═══ TEXT ═══
Die obige Frage nimmt darauf Bezug, dass die Leitung durch den Heiligen Geist in vielen Gemeinschaftskreisen eingeschränkt oder verhindert wird, indem man den Ablauf und Inhalt der Zusammenkünfte im Voraus festlegt oder im Voraus bestimmt, wer aktiv wird.
Wir gehen nicht zu weit, wenn wir sagen, dass das ein Affront gegen eine der Personen der Gottheit ist. Und um einen fundamentalen Fehler handelt es sich auch, da eine für die christliche Zeit typische Segnung betroffen ist. Kann der Heilige Geist etwas anerkennen, das sein Wirken mittels menschlicher Maßnahmen mehr oder weniger ausschaltet? Das Neue Testament berechtigt uns jedenfalls nicht dazu, auf menschliche Weise das zu organisieren, worüber der Heilige Geist in göttlicher Weise verfügen möchte.

Erlaubt mir noch eine selbstkritische Frage: Man kann sich zu der biblischen Lehre von der freien Wirksamkeit des Heiligen Geistes bekennen. Das ist gut! Dennoch kann sich eine „mechanischer“ Ablauf in den Zusammenkünften einstellen, der durch eingefahrene Gewohnheiten und geistliche Trägheit hervorgerufen wird. Rechnen wir überhaupt noch mit dem spontanen, konkreten Wirken des Heiligen Geistes oder stehen wir durch unausgesprochene aber innerlich festgelegte „Muster“ ebenfalls dem Wirken des Geistes im Weg? Außerdem: Der Heilige Geist kann nichts benutzen, was wir geistlich nicht besitzen! Er gebraucht uns nicht als willenlose Roboter, die „ausspucken“, was ihnen im Moment „eingetrichtert“ wird.
═══
ZIEL: Führe den Text über die Leitung der Zusammenkünfte durch den Heiligen Geist im Anschluss an seinen letzten Satz weiter.
═══ ANGEZEIGTE ZEILEN ═══
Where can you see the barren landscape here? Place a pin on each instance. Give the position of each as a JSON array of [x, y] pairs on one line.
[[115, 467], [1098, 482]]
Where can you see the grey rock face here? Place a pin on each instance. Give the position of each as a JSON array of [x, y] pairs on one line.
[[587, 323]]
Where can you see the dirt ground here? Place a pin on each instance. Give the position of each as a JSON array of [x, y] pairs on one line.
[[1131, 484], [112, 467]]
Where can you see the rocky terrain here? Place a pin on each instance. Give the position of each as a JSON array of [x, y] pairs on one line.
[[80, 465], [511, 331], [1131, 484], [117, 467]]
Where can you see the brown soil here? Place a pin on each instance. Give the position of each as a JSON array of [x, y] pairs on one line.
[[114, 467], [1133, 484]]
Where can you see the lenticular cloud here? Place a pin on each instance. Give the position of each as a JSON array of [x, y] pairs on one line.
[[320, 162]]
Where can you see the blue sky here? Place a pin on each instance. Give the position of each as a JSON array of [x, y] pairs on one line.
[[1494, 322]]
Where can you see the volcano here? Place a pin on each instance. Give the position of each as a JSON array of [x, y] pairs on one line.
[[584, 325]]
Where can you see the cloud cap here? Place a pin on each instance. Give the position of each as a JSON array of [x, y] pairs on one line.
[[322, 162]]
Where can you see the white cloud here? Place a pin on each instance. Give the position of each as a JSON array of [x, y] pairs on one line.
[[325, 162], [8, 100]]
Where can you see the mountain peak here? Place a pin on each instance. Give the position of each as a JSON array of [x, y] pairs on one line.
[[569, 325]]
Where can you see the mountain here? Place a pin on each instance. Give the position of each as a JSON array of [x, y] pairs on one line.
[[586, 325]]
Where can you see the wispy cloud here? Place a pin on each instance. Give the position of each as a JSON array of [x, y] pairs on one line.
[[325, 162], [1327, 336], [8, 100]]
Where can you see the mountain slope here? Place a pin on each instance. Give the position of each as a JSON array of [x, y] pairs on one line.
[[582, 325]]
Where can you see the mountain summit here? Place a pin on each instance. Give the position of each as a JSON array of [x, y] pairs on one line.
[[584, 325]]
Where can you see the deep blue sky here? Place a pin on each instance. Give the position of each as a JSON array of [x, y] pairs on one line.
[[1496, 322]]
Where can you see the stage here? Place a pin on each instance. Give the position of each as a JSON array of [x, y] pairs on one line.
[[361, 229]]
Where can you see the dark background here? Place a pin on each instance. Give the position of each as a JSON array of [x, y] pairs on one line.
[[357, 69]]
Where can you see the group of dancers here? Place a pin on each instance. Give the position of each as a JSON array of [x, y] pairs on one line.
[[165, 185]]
═══
ANTWORT:
Wir möchten uns gegenseitig ermuntern: Lasst uns unser Leben mit dem Herrn Jesus führen und echtes Herzensinteresse am Wort Gottes und geistlichen Dingen haben! Dann werden wir für den Segen des Herrn Jesus offen sein, und dann kann Er uns auch in seinem Sinn und für seinen Dienst gebrauchen. Andernfalls brauchen wir uns nicht über einen Mangel an Lebendigkeit und nur
spärlichen Segen in den Zusammenkünften zu wundern.

23. „Gemeinschaftskreis“: biblisch begründet?

Frage: Ist ein Gemeinschaftskreis von Versammlungen biblisch begründet?

Kommentar: Unter Punkt (11) haben wir über 2. Timotheus 2 nachgedacht. Wenn Gefäße zur Unehre in der Gemeinschaft der Christen geduldet und daher nicht mehr hinausgetan werden, dann sollte Timotheus sich selbst von den Gefäßen zur Unehre distanzieren. Denn die Treuepflicht dem Herrn Jesus gegenüber hat unvergleichlich mehr Gewicht als die brüderlichen Empfindungen den Mitgeschwistern gegenüber oder natürliche, familiäre und freundschaftliche Beziehungen.

Timotheus musste nicht befürchten, dass er sich durch einen solchen Schritt isolieren würde. „Die jugendlichen Begierden aber fliehe; strebe aber nach Gerechtigkeit, Glauben, Liebe, Frieden mit denen, die den Herrn anrufen aus reinem Herzen.“ (2. Tim 2,22). Wie der Kontext zeigt, denkt Paulus bei denen, die den Herrn aus reinem Herzen anrufen, an Gleichgesinnte, die wie Timotheus zu diesem konsequenten Schritt bereit sind, nämlich sich wegzureinigen, um Gefäße zur Ehre zu sein.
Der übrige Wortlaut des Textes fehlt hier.